§ WHAT THE TASK REQUIRES
Reproduce every line of the material below verbatim, with no changes.

§ DATA SHOWN
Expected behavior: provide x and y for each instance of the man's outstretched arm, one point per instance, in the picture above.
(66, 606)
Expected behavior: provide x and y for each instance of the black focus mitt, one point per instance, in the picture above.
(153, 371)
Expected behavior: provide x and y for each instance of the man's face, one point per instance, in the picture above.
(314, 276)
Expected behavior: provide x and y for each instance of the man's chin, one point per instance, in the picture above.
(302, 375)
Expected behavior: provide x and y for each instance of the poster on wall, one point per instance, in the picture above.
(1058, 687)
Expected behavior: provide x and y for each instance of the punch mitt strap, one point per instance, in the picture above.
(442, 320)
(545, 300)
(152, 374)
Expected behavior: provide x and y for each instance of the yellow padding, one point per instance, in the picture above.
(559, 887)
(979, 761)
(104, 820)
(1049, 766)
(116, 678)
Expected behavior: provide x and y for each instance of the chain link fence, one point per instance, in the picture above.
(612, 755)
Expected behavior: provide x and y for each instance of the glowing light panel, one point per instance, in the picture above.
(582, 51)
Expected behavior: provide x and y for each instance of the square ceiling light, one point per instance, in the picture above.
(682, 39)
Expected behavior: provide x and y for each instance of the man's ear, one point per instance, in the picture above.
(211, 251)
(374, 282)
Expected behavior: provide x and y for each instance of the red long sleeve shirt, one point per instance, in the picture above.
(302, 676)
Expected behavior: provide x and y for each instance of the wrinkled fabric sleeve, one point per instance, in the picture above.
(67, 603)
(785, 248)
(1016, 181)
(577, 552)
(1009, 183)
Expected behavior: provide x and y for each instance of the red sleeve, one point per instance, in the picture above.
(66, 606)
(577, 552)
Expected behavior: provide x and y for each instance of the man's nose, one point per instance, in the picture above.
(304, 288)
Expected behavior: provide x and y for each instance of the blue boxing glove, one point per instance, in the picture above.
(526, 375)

§ CORRECT OUTPUT
Expected behavior: provide x and y for each instance of the man's outstretched arm, one point per instance, in the picture above.
(66, 606)
Expected behavior: provide x and y for each instance of the black focus mitt, one point per instance, in the picture above.
(153, 371)
Expected behavior: provide x and y for each instance of the man's face, one point per instance, in the picture above.
(314, 276)
Expected behavior: provide x and y for each instance of the man's chin, one point per instance, in the picture above.
(302, 375)
Expected behavior: provide x and y for each instance of the poster on wall, one point per instance, in the picture above.
(1058, 687)
Expected behavior: provide x and y for each instance of the punch mitt strap, one point per instance, in the picture above.
(442, 320)
(545, 300)
(152, 374)
Expected behavior: provide x and y for each instance of the yellow padding, one point per instance, in the picture above.
(559, 887)
(979, 761)
(104, 820)
(1049, 766)
(116, 678)
Expected behavior: provide x and y for each instance of the chain link fence, one point per instance, in the picture above.
(612, 755)
Expected behavior: provide x and y for each instance of the glowing light panel, one point per instance, in the picture above.
(582, 51)
Expected behavior: provide x and y for each instance of the square ceiling light, one point per instance, in the picture above.
(682, 39)
Expected behavior: provide x and y for each instance of the man's ear, one point per instance, in the picture above.
(211, 251)
(374, 282)
Expected behavior: provide x and y for each instance of the red long sleeve shirt, one point per instance, in the picture above.
(302, 676)
Expected behavior: provide x and y for each instance of the wrinkled fabric sleeve, one point per instance, in the picture above.
(67, 603)
(785, 248)
(1016, 181)
(577, 552)
(1009, 183)
Expected behavior: provide x and y for each instance of the red sleeve, one point per instance, in the picture above.
(66, 606)
(577, 552)
Expected behavior: provide x and y for each instance of the man's nose, one point per instance, in the picture above.
(304, 288)
Expected behavior: provide x and y for each instance of the blue boxing glove, one point per instance, in the picture above.
(526, 375)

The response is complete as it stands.